RECORDS FOR THIS EXERCISE:
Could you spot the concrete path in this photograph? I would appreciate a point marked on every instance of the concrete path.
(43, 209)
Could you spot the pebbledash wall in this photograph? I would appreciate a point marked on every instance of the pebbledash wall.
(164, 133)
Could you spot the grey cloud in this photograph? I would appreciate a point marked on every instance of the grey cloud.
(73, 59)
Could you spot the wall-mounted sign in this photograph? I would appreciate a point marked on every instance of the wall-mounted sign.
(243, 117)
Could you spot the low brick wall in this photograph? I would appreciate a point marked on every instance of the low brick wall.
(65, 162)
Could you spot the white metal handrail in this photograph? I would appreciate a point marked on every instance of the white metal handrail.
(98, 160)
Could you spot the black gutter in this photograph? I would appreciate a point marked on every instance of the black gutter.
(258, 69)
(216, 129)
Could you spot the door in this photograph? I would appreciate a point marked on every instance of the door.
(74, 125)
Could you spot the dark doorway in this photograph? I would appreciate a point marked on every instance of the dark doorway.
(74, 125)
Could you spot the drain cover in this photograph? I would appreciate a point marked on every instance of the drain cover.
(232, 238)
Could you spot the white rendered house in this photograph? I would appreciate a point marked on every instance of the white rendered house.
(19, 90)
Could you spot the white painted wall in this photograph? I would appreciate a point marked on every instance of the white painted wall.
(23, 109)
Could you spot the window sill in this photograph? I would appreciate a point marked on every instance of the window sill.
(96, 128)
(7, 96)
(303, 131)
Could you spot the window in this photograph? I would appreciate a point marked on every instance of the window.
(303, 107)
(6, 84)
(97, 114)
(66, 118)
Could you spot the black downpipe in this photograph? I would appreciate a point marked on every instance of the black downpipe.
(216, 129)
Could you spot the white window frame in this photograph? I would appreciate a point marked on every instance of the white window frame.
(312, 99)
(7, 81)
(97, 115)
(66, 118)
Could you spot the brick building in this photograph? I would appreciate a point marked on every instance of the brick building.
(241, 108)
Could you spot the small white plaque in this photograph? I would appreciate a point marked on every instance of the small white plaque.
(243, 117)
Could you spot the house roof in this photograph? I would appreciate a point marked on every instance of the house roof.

SHORT EXERCISE:
Starting with the line containing "Could you spot the black downpipe" and continuing through the end of the records, rewrite those lines with "brick building" replaced by "stone building" and everything else left unchanged. Give only those lines.

WRITTEN ANSWER:
Could you spot the black downpipe in this photograph? I would appreciate a point marked on every instance of the black downpipe.
(216, 129)
Could you spot the white window frame in this photograph? I would appreciate a point marked on every instance of the white window frame.
(312, 99)
(7, 81)
(97, 115)
(66, 118)
Could you spot the stone building in this photograph? I would appreciate a point marked on every instance of the stone building.
(241, 108)
Could you spot the small white plaque in this photograph? I would appreciate a point marked on every instance of the small white plaque.
(243, 117)
Could you spot the house roof in this photograph? I would appreciate a point marked on every instance of the house roof.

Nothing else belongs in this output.